Supplied passage>
Ten minutes earlier we had found two young boys standing on the side of a lake. The smaller one was frozen holding his fishing pole as the older one gingerly held the fishing line at his mouth. We jogged over to help. Rachel went looking for his mom way down the beach. I grabbed a slimy knife from their bucket and cut the line as close to the hook as possible, so afraid I would slip and tug it deeper into the soft flesh. It was a big hook and the end of the worm was still on there. I patted him on the back.

"You're going to be okay, buddy. A doctor can get that out for you, no problem. You're pretty tough, little man." As we walked I tried to lighten the mood a little. "Does it hurt?"

"It's numb," he said, flatly. Then silence. "Am I gonna get stitches?" he inquired, annoyed.

"One or two," I guessed. "But I'm no doctor. Hey - at least it will be a good story," I smiled. No smile back. I tried a joke and asked some questions but overall he was a pretty serious little kid.

We were walking fast until the boy caught sight of his mom, who was apparently in no rush. The boy slowed to a stop. No emotion on his face, just that ugly sunken hook and a foot of fishing line dangling from his lip. And no wonder he was numb. Not a soft word, not a tender touch, not an inquiring look was given by the mother nor the aunt. Just rolling their eyes at the boy while slowly hiking up from the beach. I felt awkward as I stood in the gap between them.

If I was a boy and I had a hook in my mouth, first thing I would do would be to run to my parents, crying. And if I was a parent whose son had a hook in his mouth, first thing I would do would be to run to my son, kneel in the sand, take a look at the lip and tell him it would all be okay.

My heart was in pain, longing for the boy to just cry and run to his mom. Longing for the mom to comfort her son, to show compassion.

"Great. Now we gotta go to the hospital," they scolded as the whole party walked off, leaving Rachel and I behind, bewildered.

"Wonder how that kid is going to treat his kids," thought Rachel.
"Wonder how her mom treated her," I added.

I couldn't get over the flat affect of the boy at the sight of his annoyed mother. Maybe the mom unknowingly cast her hook of pain right into her son and tugged: stuck. The pain may be numb, but it's easy to see hanging on his serious face.

I once heard someone say that hurt people hurt people. That's certainly true of me. I have hooks in my lip, gingerly holding the line, following close. I have my stitches too. We all do, don't we? So what if we can't help it? With all our flailing hooks, somebody's bound to be hurt.How do we respond to one another in our hurt? Does the person who cuts the line and calls for help have to be hook-free? And where the heck is the doctor?!

Assignment> Rewrite the fishing-hook story from "We were walking" to "gap between them.", putting "nasty" in place of "ugly".

[Collected data]
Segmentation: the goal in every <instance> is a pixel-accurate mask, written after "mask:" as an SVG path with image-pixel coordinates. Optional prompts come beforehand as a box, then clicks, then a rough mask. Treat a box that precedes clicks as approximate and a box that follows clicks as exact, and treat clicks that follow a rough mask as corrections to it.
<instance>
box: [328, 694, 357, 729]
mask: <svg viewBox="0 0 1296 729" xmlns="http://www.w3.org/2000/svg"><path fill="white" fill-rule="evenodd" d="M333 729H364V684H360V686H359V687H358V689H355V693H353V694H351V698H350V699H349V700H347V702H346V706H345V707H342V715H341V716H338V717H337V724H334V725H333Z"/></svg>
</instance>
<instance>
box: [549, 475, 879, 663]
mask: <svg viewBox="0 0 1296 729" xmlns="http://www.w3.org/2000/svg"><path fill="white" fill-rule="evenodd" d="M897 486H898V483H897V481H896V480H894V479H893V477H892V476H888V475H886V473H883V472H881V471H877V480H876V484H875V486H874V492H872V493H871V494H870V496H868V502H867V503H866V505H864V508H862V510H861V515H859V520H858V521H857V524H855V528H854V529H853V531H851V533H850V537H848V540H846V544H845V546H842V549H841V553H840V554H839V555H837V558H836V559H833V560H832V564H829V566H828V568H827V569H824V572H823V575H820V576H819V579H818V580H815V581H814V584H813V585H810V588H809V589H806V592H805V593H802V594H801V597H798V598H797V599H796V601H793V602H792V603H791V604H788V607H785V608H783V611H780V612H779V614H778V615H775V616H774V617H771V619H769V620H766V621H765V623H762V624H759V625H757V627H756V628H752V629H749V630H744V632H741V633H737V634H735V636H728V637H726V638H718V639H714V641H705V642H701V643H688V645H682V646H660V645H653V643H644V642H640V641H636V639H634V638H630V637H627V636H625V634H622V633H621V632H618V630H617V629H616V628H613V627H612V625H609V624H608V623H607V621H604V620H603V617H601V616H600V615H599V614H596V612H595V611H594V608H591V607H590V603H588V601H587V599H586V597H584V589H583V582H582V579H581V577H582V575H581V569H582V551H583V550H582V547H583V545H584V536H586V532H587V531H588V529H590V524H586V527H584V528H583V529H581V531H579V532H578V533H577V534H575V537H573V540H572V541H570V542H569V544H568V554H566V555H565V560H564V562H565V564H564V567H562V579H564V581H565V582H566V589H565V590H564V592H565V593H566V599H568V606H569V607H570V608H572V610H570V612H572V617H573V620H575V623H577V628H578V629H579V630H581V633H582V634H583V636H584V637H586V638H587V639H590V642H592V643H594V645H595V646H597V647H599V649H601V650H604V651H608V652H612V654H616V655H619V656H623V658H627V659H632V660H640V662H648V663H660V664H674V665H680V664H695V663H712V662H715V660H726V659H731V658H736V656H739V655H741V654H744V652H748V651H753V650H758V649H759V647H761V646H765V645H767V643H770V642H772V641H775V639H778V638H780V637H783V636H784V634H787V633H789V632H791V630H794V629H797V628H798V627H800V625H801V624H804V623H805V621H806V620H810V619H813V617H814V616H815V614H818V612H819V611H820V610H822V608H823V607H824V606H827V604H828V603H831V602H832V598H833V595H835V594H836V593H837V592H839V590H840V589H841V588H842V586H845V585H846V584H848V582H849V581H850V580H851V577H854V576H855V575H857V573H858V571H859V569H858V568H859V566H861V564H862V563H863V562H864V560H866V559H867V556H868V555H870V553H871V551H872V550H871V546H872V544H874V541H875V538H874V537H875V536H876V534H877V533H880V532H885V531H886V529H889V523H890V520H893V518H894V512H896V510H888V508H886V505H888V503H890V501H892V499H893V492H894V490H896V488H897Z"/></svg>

Answer section>
We were walking fast until the boy caught sight of his mom, who was apparently in no rush. The boy slowed to a stop. No emotion on his face, just that nasty sunken hook and a foot of fishing line dangling from his lip. And no wonder he was numb. Not a soft word, not a tender touch, not an inquiring look was given by the mother nor the aunt. Just rolling their eyes at the boy while slowly hiking up from the beach. I felt awkward as I stood in the gap between them.